[Excerpted data]
——————————

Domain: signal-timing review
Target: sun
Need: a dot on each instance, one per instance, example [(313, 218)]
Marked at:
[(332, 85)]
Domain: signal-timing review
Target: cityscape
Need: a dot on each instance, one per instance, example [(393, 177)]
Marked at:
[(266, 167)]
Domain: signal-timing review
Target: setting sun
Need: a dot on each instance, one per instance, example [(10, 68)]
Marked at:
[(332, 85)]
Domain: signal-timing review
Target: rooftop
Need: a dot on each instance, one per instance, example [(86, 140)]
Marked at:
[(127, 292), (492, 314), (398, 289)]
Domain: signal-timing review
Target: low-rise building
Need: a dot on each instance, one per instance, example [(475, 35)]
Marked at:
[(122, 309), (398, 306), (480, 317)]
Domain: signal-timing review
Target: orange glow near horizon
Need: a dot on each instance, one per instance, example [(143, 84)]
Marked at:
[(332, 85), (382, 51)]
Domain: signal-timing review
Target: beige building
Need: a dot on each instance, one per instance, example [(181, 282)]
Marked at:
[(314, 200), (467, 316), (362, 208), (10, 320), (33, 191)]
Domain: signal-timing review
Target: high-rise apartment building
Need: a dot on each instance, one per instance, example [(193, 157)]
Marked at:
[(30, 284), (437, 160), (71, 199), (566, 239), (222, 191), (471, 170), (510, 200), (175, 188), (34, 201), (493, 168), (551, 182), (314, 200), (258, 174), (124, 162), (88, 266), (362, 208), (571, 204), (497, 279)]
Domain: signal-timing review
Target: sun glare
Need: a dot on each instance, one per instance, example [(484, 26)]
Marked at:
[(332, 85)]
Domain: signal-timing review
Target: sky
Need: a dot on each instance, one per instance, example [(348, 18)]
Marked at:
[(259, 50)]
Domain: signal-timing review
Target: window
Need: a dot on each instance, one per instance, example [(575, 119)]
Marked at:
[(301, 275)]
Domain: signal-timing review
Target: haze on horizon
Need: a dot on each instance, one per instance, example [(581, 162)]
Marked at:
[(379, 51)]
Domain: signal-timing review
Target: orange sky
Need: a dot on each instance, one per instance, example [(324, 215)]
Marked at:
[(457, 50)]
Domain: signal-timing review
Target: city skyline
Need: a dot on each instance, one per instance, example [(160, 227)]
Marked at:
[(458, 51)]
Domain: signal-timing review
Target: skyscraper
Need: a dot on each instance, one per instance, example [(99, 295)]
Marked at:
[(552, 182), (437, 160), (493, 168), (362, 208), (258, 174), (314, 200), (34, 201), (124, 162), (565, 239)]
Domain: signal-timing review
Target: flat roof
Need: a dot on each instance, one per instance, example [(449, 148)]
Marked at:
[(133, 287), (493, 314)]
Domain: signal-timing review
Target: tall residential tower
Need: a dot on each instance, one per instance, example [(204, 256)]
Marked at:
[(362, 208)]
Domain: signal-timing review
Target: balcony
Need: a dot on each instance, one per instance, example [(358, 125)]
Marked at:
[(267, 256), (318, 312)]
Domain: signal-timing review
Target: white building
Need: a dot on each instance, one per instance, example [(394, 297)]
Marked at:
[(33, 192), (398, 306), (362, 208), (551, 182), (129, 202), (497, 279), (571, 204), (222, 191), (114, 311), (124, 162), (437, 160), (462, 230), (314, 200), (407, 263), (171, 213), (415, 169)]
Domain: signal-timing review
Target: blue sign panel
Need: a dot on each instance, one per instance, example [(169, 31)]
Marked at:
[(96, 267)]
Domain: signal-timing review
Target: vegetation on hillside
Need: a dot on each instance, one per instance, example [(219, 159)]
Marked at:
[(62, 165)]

——————————

[Your goal] Print out every entry, keeping each one exact.

[Task answer]
Domain: signal-timing review
Target: sun
Need: a dot on each instance, one per instance, example [(313, 218)]
Marked at:
[(332, 85)]
Domain: signal-timing review
Target: cityscape
Need: a dot on each instance, one per instance, example [(393, 177)]
Marked at:
[(266, 167)]
Domain: signal-timing review
Target: setting sun
Need: a dot on each instance, one per instance, example [(10, 68)]
Marked at:
[(332, 85)]
Domain: signal-timing review
Target: rooftop
Need: a dot on each instance, one per instance, example [(86, 140)]
Marked at:
[(127, 292), (492, 314), (398, 289)]
Domain: signal-timing review
Target: low-rise building
Need: a dot on each instance, one per instance, example [(475, 35)]
Marked at:
[(122, 309), (398, 306), (480, 317)]
Domain: signal-timing review
Target: orange glow near horizon
Need: a dot on each instance, one per instance, example [(143, 84)]
Marked at:
[(332, 85), (382, 51)]
Domain: signal-timing review
Target: beige building
Need: a dot on each instance, one per instance, example [(181, 282)]
Marked at:
[(314, 200), (467, 316), (362, 208), (10, 320), (33, 191)]
Domain: signal-timing review
Target: high-rise apartment building
Need: a dot on each instance, one per instance, example [(193, 157)]
Marked at:
[(30, 284), (437, 160), (71, 199), (566, 239), (222, 191), (471, 170), (510, 200), (175, 188), (34, 201), (493, 168), (551, 182), (314, 200), (258, 174), (124, 162), (88, 266), (362, 208), (571, 204), (497, 279)]
Domain: signal-timing review
Target: sun glare
Need: a dot on each instance, one per instance, example [(484, 26)]
Marked at:
[(332, 85)]
Domain: signal-timing review
Target: sky
Need: a dot on each instance, one per instance, example [(348, 18)]
Marked at:
[(259, 50)]
Domain: signal-timing review
Target: window
Need: a dot on each instance, one per instance, example [(575, 119)]
Marked at:
[(301, 275)]
Domain: signal-timing review
Target: haze on horizon
Need: a dot on each instance, one per instance, example [(581, 162)]
Marked at:
[(379, 51)]
Domain: signal-timing review
Target: orange sky
Need: a dot on each instance, one per instance, example [(324, 215)]
Marked at:
[(457, 50)]
Domain: signal-timing review
Target: city skyline
Need: a dot on each instance, one per instance, example [(160, 227)]
Marked at:
[(458, 51)]
Domain: signal-timing review
Target: skyscraper
Need: a dot on each instance, one per instance, example [(99, 295)]
Marked at:
[(552, 182), (437, 160), (493, 168), (362, 208), (258, 174), (314, 200), (34, 201), (124, 162), (565, 239)]
Domain: signal-timing review
Target: flat roof
Need: a dot on each instance, one per instance, example [(449, 148)]
Marked at:
[(133, 287), (493, 314)]
Domain: signal-timing review
Target: tall residential tower
Need: a dot on each instance, one per instance, example [(204, 256)]
Marked at:
[(362, 208)]
Domain: signal-timing review
Target: balcony
Need: a dot on each instance, one per instance, example [(358, 125)]
Marked at:
[(267, 256), (318, 312)]
Domain: signal-timing review
Target: white building
Need: a dot on each instance, one per instance, example [(394, 297)]
Marked at:
[(33, 192), (398, 306), (362, 208), (551, 182), (129, 202), (497, 279), (571, 204), (222, 191), (114, 311), (124, 162), (437, 160), (462, 230), (314, 200), (407, 263), (171, 213), (415, 169)]
Domain: signal-timing review
Target: blue sign panel
Need: a dot on each instance, one per instance, example [(169, 31)]
Marked at:
[(96, 267)]
Domain: signal-timing review
Target: vegetation on hillside
Need: a dot on each instance, one per instance, example [(219, 159)]
Marked at:
[(62, 165)]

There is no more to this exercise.